**Set exercise:**
The lines to extract begin at the line that contains "Exercise. Point out the cup base" and run through the last line of the listing; reproduce them exactly, minus any pictures.

-- BEGIN --

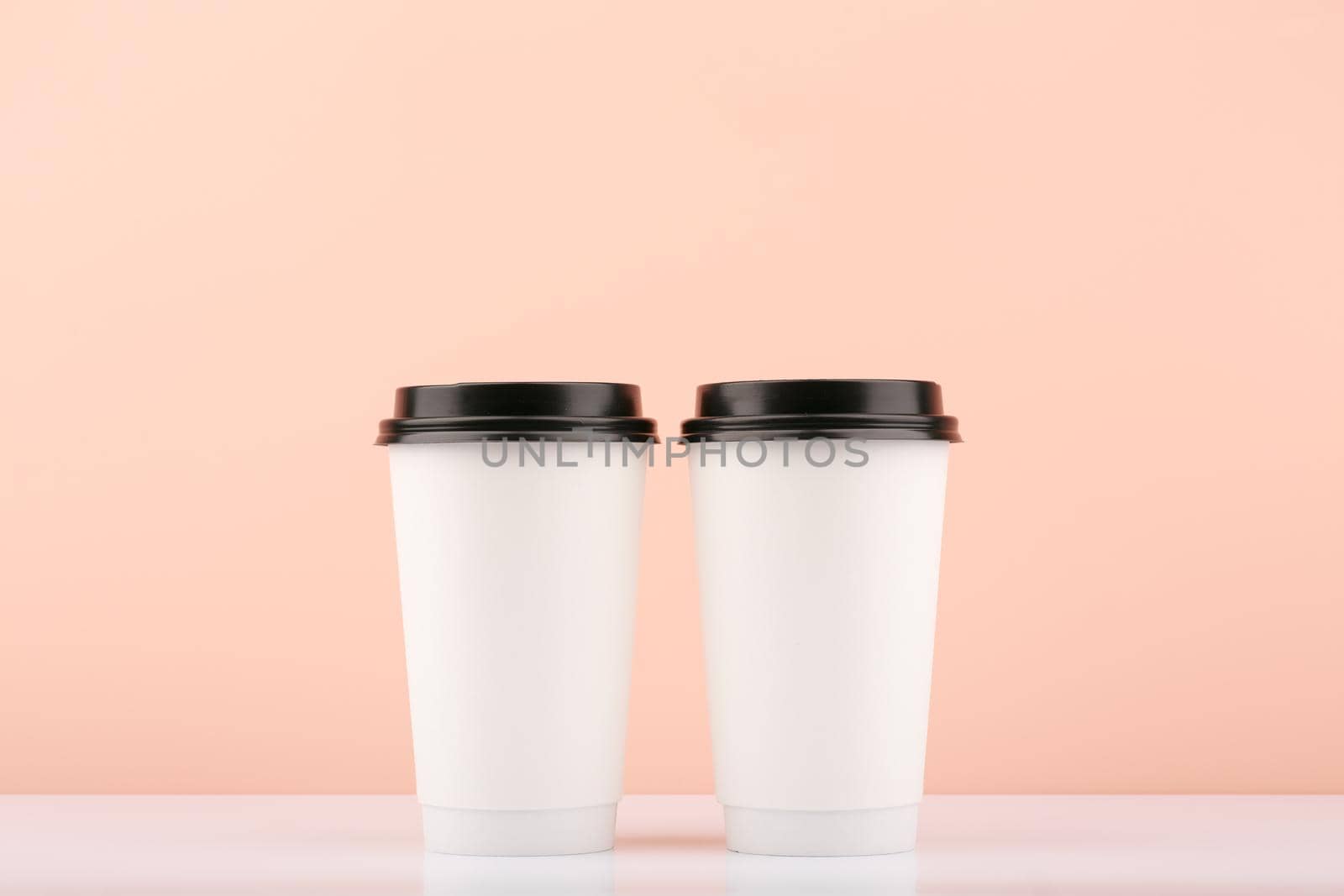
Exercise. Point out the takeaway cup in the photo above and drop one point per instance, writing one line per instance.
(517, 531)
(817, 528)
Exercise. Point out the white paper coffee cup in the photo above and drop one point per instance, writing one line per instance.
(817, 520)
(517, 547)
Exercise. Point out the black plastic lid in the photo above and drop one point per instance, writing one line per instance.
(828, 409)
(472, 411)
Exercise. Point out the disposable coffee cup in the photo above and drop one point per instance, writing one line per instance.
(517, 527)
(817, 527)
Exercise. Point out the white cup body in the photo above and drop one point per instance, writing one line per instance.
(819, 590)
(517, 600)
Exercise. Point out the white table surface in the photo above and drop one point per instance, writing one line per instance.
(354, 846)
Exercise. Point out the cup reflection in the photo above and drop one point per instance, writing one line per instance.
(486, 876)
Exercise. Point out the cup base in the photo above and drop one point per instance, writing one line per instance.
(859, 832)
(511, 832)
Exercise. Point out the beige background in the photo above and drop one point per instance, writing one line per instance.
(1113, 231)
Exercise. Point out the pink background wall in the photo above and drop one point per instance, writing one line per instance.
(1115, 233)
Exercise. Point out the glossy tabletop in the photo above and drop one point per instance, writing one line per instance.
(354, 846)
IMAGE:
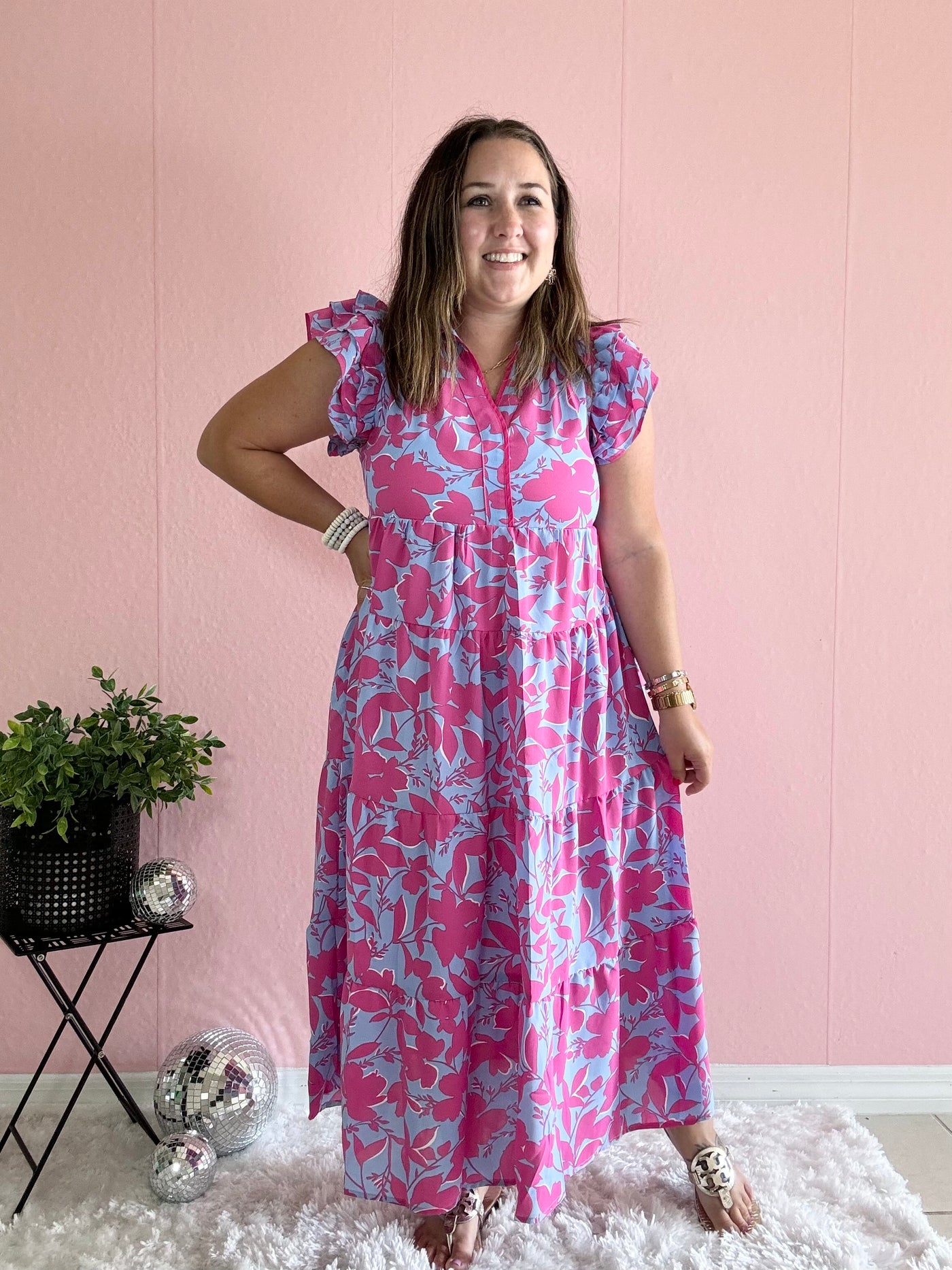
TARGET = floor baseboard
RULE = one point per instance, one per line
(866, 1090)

-- END --

**Solution to this task:**
Exercise. Point out the cup base in the photo above and drop one point per instance, writing one line per instance.
(859, 832)
(511, 832)
Exercise. Point out the beige background in the photo above and drop one point per instance, writing one line per instance.
(1113, 231)
Exercise. Point out the pink background wall in the photo above and drop one point per instance, writing one line per instance.
(1115, 233)
Exercise. Point out the glossy tabletop in the photo above and drop one point per instance, writing one line per instance.
(354, 846)
IMAGE:
TARGET = floor baseboard
RULE = one point per instance, one per line
(866, 1090)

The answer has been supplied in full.